* TASK BRIEF
The records below must be retyped exactly.

* DATA TO PROCESS
+++
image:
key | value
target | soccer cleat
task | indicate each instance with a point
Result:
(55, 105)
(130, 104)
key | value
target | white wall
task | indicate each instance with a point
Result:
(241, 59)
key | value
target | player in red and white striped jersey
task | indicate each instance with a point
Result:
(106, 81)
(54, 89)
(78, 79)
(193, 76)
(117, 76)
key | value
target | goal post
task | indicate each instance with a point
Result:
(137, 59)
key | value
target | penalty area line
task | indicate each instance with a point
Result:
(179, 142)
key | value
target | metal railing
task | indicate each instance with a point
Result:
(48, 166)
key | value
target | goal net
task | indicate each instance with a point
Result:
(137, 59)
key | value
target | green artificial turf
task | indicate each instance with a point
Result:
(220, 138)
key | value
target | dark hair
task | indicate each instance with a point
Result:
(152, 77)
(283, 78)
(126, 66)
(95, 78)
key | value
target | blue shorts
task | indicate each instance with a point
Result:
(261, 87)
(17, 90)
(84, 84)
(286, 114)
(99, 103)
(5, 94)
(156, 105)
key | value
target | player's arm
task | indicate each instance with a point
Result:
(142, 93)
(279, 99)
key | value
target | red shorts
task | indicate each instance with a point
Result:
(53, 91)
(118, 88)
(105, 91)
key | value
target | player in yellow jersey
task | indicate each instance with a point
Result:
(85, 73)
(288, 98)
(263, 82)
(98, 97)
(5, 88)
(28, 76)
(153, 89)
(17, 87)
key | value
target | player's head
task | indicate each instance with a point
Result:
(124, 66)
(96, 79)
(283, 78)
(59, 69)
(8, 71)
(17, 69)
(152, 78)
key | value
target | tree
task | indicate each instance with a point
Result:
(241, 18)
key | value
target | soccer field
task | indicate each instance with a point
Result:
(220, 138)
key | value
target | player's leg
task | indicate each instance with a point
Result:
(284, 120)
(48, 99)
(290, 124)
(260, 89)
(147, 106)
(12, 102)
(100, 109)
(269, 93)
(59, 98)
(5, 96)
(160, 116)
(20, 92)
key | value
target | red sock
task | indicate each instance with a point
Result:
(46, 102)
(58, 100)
+++
* FULL OUTPUT
image:
key | value
target | soccer cleat
task | indicate each instance with a point
Result:
(55, 105)
(130, 104)
key | value
target | white wall
task | indicate each instance with a point
Result:
(241, 59)
key | value
target | player in red and white striped jersey
task | indicate each instance with a point
Result:
(106, 81)
(54, 89)
(78, 79)
(193, 76)
(117, 76)
key | value
target | goal post
task | indicate each instance with a point
Result:
(137, 59)
key | value
target | penalty area line
task | indicate each instance with a point
Result:
(179, 142)
key | value
target | metal railing
task | indicate each instance with a point
Result:
(48, 166)
key | value
target | goal net
task | indicate each instance with a point
Result:
(137, 59)
key | value
target | green artificial turf
task | indicate each instance with a point
Result:
(220, 138)
key | value
target | dark hair
task | indicate each instance with a point
Result:
(152, 77)
(283, 78)
(126, 66)
(95, 78)
key | value
target | blue shorts
task | indicate each instance with a point
Result:
(261, 87)
(17, 90)
(84, 84)
(286, 114)
(99, 103)
(5, 94)
(156, 105)
key | value
target | player's arm
task | indicate each instance with a point
Result:
(142, 93)
(279, 99)
key | value
target | red shorts
task | indicate each instance with a point
Result:
(53, 91)
(118, 88)
(105, 91)
key | value
target | player in yellow jersey
task | indicate each instance with a point
Result:
(85, 73)
(288, 98)
(263, 82)
(98, 97)
(5, 88)
(28, 76)
(153, 89)
(17, 87)
key | value
target | player's head
task | indicate each instance with a point
Result:
(124, 66)
(96, 79)
(283, 78)
(59, 69)
(8, 71)
(17, 69)
(152, 78)
key | value
target | tree
task | indicate each instance with a point
Result:
(241, 18)
key | value
target | soccer field
task | indicate each instance with a point
Result:
(220, 138)
key | value
target | player's leg
task | indicate each instance with a point
Result:
(284, 120)
(48, 99)
(290, 124)
(260, 89)
(147, 106)
(12, 102)
(100, 109)
(269, 93)
(59, 98)
(5, 96)
(160, 116)
(20, 92)
key | value
target | red sock
task | indicate each instance with a point
Result:
(46, 102)
(58, 100)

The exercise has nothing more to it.